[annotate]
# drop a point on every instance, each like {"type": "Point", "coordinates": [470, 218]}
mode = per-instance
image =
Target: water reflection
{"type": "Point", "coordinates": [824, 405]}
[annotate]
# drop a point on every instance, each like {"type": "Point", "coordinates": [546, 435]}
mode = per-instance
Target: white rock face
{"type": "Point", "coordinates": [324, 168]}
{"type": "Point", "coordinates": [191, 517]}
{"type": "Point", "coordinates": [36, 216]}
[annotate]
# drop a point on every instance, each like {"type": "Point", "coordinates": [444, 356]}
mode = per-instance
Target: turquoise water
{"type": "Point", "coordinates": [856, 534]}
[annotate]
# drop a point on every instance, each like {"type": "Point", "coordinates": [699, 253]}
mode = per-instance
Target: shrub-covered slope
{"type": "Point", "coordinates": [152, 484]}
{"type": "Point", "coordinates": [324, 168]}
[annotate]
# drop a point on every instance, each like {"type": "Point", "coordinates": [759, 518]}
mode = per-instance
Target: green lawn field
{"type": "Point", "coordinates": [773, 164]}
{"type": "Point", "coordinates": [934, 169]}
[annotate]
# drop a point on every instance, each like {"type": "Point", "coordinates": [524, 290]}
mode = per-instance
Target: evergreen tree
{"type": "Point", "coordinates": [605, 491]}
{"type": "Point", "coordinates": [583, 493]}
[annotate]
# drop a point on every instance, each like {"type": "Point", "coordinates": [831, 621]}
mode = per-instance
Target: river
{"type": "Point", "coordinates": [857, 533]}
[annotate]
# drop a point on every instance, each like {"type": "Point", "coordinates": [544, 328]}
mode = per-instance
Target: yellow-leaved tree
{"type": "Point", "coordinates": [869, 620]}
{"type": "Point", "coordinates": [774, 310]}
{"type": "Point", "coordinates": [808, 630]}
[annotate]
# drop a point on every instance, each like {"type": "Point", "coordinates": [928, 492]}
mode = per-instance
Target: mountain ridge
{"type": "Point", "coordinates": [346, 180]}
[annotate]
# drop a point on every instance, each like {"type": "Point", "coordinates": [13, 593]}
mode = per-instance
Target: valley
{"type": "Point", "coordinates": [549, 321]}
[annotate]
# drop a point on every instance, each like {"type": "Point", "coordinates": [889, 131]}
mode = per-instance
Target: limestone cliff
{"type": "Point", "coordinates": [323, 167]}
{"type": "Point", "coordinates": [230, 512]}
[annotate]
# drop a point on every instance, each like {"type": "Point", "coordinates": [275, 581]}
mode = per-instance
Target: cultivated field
◆ ◆ ◆ ◆
__Task prompt__
If a line of the data contains "each", copy it out.

__Written solution__
# drop a point on every instance, each like {"type": "Point", "coordinates": [470, 218]}
# drop a point on every instance, each like {"type": "Point", "coordinates": [546, 435]}
# drop a point on every instance, each like {"type": "Point", "coordinates": [444, 356]}
# drop a point on every instance, each like {"type": "Point", "coordinates": [699, 253]}
# drop a point on every instance, each like {"type": "Point", "coordinates": [759, 518]}
# drop a point on every instance, each like {"type": "Point", "coordinates": [524, 290]}
# drop a point on every instance, each like {"type": "Point", "coordinates": [831, 621]}
# drop a point on every instance, each like {"type": "Point", "coordinates": [544, 328]}
# drop a point on every instance, each like {"type": "Point", "coordinates": [928, 492]}
# drop a point on every instance, each like {"type": "Point", "coordinates": [13, 593]}
# drop a point on every instance, each like {"type": "Point", "coordinates": [889, 131]}
# drop a point on every instance, each like {"type": "Point", "coordinates": [275, 581]}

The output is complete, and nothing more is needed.